In the material below, render everything from the line containing "the blurred woman" down to the line containing "x=291 y=280", inclusive, as a JSON list of strings with one string per line. Omit the pictures and any blank lines.

# # # # #

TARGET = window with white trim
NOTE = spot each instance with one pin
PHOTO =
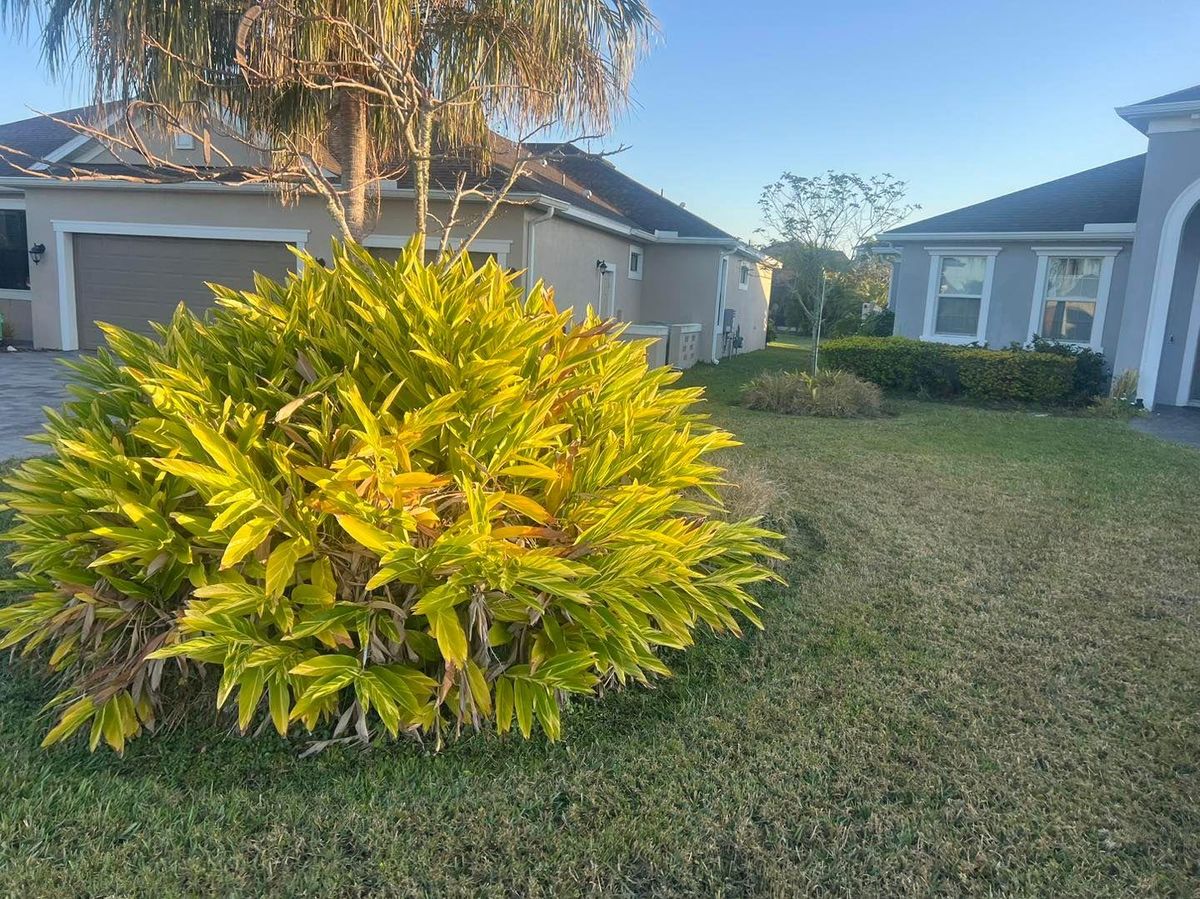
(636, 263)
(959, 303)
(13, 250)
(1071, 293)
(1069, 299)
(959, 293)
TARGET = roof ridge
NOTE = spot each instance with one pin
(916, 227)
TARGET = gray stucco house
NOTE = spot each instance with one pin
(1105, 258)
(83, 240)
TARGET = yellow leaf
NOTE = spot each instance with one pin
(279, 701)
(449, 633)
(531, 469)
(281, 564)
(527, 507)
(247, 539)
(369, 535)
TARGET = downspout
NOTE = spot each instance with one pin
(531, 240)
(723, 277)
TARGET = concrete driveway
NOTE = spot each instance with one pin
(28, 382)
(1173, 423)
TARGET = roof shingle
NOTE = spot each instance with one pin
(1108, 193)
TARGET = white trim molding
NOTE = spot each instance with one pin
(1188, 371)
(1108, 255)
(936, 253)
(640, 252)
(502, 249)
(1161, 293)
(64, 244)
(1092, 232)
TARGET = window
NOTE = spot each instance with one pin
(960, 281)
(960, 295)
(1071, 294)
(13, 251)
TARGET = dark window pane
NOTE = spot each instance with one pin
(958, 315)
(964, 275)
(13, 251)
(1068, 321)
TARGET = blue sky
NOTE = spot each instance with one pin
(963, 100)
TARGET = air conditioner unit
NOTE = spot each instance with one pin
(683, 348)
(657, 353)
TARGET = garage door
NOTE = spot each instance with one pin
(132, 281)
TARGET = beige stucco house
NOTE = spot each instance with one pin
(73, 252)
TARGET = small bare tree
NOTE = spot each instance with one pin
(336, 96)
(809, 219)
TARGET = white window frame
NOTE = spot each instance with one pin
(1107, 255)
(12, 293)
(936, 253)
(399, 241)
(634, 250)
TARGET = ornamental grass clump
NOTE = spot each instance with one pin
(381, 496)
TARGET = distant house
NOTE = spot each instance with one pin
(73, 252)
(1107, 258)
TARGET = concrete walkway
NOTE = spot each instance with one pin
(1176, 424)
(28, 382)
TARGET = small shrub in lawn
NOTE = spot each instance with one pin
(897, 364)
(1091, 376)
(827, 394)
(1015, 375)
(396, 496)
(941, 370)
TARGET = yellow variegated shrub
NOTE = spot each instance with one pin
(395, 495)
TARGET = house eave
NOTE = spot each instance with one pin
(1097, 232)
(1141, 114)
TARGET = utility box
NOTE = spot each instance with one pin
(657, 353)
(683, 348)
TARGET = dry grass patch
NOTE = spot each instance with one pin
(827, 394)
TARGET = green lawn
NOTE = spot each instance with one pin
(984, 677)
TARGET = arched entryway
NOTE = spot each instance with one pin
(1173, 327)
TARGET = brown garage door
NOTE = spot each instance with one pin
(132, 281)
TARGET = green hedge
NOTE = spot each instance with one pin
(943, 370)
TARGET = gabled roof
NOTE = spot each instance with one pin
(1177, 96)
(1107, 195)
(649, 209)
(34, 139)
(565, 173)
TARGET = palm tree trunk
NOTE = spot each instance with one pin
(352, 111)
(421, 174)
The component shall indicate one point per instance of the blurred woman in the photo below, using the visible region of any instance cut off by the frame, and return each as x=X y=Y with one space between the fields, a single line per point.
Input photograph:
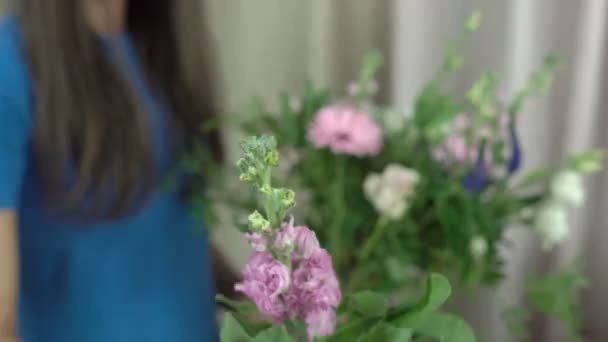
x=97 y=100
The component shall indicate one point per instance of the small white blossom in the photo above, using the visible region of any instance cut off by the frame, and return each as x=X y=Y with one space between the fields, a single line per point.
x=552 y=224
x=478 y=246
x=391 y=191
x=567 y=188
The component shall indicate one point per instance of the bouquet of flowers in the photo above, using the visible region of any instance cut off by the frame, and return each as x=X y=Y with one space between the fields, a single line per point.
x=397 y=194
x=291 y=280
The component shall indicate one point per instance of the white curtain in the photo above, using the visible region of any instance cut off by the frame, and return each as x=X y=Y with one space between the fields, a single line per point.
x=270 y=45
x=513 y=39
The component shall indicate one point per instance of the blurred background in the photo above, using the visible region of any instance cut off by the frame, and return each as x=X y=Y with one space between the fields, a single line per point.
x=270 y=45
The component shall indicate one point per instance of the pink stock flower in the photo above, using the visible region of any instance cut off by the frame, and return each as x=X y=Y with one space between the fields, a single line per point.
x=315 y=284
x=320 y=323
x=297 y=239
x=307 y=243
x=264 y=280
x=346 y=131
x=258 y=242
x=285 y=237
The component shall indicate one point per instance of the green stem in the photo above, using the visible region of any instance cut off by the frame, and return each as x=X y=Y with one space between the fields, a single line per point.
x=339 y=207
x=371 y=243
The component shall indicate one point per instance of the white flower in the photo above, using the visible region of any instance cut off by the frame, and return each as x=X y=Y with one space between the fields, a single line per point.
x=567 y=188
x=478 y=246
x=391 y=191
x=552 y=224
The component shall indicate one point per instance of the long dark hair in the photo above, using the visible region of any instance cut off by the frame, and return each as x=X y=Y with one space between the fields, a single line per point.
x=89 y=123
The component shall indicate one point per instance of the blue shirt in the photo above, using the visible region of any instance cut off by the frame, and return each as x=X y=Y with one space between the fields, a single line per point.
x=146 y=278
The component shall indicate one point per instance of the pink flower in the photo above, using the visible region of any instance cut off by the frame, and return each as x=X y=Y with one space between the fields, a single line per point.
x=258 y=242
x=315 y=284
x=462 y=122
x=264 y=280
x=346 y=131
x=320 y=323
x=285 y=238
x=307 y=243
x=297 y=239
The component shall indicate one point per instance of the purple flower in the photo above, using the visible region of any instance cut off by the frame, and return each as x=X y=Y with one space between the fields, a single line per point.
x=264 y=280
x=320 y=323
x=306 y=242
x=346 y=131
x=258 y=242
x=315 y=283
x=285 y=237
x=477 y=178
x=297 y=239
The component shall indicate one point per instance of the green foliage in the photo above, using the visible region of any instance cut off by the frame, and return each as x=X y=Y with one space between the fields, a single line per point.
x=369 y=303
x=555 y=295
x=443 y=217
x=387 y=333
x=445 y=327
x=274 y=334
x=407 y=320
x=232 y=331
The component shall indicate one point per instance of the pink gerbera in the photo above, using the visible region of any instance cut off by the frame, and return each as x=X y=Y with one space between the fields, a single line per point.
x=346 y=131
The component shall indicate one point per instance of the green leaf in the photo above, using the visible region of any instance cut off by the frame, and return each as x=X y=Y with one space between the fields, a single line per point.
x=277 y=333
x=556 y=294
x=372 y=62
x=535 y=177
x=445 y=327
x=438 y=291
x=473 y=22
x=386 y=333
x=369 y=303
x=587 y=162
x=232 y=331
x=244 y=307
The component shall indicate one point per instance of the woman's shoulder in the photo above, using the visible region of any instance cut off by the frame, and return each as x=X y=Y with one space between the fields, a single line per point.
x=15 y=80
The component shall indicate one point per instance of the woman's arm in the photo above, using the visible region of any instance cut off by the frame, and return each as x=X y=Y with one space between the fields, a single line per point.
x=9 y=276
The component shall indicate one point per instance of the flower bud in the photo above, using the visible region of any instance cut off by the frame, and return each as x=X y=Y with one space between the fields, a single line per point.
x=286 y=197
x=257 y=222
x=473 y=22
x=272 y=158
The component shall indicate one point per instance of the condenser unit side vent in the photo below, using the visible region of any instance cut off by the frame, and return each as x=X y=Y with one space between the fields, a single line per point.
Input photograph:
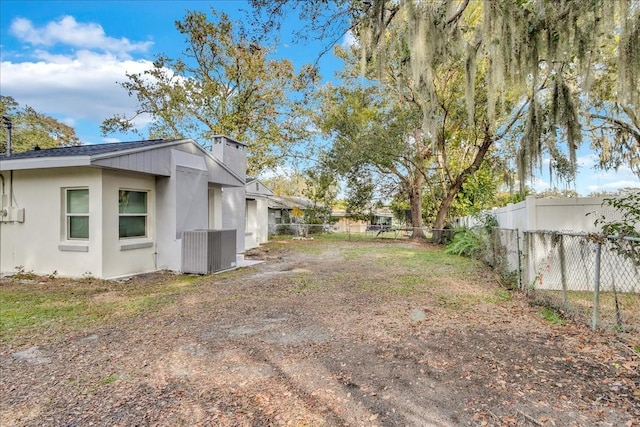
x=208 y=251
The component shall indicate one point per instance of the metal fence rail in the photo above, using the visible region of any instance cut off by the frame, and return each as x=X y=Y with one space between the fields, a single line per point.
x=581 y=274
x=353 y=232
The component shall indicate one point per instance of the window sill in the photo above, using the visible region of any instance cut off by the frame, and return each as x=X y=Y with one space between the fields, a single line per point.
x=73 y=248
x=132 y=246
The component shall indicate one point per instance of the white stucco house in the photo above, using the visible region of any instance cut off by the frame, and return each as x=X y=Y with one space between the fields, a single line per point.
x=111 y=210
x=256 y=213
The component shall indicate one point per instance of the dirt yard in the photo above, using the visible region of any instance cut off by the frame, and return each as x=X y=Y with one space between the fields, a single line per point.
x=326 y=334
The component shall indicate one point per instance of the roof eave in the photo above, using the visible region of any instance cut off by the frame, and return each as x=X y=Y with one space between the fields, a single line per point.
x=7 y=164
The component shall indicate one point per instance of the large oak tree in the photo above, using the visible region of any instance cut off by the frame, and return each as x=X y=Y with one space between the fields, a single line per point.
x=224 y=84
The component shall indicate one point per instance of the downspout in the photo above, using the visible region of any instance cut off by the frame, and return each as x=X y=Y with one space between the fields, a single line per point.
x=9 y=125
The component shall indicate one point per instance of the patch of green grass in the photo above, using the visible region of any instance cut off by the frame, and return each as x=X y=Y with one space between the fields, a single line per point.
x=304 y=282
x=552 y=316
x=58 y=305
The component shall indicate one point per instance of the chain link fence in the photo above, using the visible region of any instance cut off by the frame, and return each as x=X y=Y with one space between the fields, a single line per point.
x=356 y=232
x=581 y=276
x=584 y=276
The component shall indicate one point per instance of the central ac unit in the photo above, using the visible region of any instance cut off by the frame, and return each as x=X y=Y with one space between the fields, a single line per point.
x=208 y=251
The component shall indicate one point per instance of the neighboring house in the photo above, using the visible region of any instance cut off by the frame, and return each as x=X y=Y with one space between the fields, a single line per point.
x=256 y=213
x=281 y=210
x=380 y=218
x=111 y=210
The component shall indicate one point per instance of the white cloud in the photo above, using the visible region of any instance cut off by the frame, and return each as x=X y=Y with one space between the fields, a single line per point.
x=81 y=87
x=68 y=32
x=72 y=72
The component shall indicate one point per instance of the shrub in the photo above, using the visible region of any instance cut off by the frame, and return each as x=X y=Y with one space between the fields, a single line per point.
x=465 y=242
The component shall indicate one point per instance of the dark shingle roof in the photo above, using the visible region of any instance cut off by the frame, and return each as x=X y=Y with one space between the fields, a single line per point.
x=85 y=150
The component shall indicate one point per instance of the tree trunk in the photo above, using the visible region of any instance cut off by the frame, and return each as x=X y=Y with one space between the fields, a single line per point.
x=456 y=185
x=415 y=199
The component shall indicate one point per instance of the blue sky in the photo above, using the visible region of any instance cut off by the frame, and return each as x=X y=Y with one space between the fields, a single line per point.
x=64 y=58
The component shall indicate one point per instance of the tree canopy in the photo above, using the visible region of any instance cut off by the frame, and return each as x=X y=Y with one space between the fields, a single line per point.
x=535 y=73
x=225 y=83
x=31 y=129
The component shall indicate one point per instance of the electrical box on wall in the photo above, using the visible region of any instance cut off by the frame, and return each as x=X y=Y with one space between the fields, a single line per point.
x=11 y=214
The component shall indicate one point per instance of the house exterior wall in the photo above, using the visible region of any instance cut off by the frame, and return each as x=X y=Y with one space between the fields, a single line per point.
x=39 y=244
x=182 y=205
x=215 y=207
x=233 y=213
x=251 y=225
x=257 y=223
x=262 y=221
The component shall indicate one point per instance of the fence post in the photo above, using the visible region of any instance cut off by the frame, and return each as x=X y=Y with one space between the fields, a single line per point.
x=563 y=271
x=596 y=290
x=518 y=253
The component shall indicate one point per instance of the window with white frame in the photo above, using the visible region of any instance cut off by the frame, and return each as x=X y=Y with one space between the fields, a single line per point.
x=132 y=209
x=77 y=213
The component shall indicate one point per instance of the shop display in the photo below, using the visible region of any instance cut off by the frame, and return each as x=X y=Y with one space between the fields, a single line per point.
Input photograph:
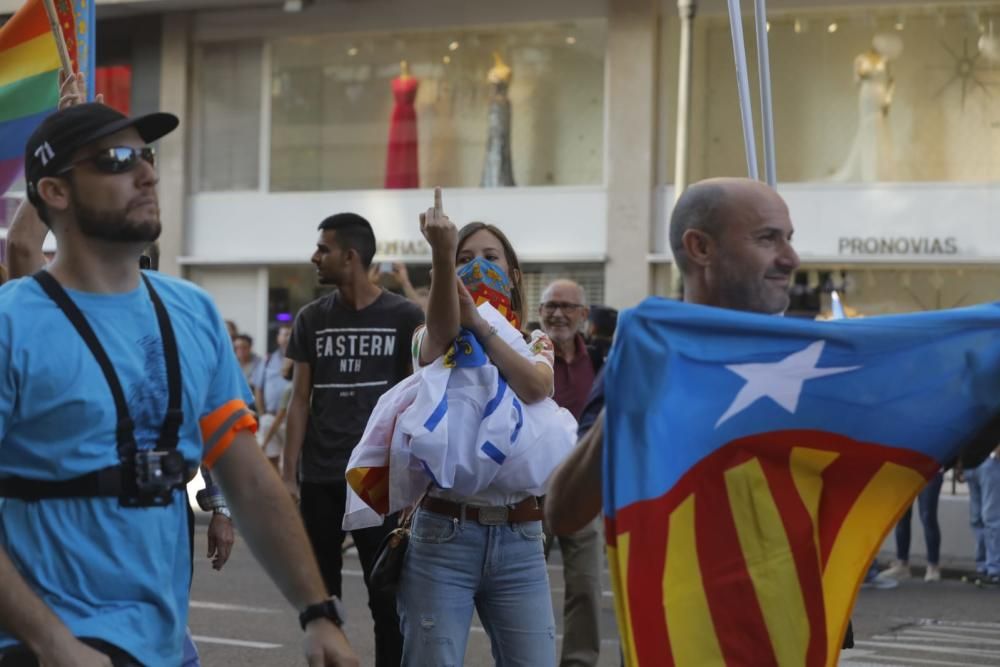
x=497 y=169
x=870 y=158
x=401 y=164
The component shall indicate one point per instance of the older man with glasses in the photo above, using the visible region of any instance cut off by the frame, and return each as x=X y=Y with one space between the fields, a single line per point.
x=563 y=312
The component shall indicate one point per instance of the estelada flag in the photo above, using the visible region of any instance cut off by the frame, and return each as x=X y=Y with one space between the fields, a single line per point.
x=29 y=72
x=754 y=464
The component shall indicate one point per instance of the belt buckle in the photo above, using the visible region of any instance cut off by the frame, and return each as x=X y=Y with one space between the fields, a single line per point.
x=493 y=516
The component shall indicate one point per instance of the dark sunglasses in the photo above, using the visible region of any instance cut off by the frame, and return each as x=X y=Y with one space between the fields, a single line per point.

# # # # #

COMPLETE OUTPUT:
[
  "The component shall indicate one point per instance of the blurred woman in the photo below, using the visible region of any instance cut off by the frame, and return each as x=X y=Y with one space between the fields, a single line per point.",
  "Input photograph:",
  "x=97 y=100",
  "The component shall indicate one point per instance of the small white blossom in the photo above, using the visible region of any instance cut off by the frame, and return each as x=X y=Y with one space between the fields, a single line per point.",
  "x=552 y=224",
  "x=478 y=246",
  "x=391 y=191",
  "x=567 y=188",
  "The component shall indicate one point per instance of the bouquet of flowers in the photo above, using the visible region of any instance cut off by the frame, and return each as x=X y=Y with one space between the fields, a single line per point.",
  "x=397 y=194",
  "x=291 y=280"
]